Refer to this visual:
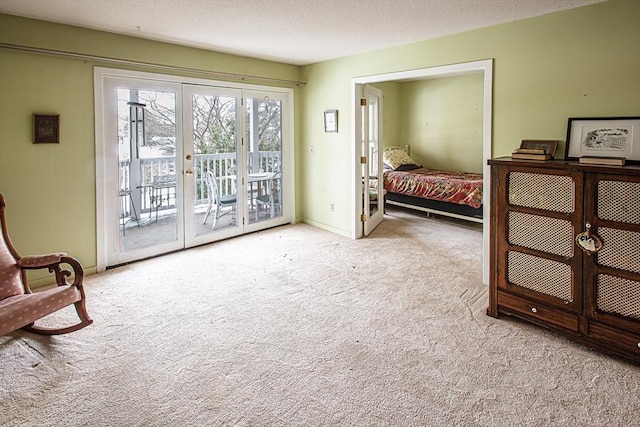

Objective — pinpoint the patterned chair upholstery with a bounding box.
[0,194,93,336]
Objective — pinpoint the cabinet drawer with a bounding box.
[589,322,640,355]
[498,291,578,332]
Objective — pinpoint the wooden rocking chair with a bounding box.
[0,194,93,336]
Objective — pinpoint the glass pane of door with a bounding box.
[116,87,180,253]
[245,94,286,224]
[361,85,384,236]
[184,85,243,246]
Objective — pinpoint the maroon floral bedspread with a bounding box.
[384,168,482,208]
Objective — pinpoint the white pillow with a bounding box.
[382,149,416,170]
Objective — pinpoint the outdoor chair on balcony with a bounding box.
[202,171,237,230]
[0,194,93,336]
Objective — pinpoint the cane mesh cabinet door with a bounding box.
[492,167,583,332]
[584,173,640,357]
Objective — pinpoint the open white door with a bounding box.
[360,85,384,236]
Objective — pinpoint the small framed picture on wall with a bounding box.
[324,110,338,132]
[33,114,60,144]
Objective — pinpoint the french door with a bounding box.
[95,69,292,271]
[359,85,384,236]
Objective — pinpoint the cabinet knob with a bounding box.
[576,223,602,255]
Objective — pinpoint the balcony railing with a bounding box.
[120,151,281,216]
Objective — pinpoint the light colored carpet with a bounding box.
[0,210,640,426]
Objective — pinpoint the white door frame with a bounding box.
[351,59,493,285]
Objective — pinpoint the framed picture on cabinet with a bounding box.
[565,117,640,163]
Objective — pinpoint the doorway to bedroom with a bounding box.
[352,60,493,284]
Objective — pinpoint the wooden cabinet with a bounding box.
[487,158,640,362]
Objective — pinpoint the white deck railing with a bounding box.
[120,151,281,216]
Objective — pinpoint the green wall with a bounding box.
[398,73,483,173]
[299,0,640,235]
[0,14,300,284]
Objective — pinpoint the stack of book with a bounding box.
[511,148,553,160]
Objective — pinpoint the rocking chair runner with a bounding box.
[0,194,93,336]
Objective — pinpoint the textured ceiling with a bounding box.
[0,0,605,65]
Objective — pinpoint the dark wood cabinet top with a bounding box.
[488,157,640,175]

--

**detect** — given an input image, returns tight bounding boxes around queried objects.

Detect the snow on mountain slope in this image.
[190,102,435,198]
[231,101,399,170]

--

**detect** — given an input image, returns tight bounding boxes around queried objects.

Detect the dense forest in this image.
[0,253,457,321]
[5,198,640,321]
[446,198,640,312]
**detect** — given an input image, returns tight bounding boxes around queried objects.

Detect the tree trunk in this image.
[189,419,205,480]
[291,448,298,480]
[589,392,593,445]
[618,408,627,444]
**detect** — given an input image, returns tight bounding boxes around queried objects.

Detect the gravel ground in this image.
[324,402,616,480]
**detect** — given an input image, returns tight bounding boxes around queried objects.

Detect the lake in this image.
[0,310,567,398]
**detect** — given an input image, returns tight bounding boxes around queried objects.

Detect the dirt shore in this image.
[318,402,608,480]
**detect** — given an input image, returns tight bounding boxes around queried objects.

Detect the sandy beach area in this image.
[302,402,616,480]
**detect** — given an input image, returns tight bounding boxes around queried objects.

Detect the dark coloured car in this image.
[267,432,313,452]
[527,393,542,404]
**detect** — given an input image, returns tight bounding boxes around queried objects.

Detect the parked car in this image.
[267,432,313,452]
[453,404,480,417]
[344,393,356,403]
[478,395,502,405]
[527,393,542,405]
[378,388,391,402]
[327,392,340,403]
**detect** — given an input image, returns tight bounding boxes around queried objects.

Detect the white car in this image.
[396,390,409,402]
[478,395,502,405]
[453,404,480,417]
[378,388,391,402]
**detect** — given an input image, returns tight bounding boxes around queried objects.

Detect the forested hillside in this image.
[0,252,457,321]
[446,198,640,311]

--

# [Stated goal]
Reproduce the lines above without any change, starting at the line that contains "Objective — pinpoint the dark" and ending at the line that contains "[488,157,640,175]", both included.

# [Exercise solution]
Objective — pinpoint the dark wood cabinet top with a bounding box.
[488,157,640,175]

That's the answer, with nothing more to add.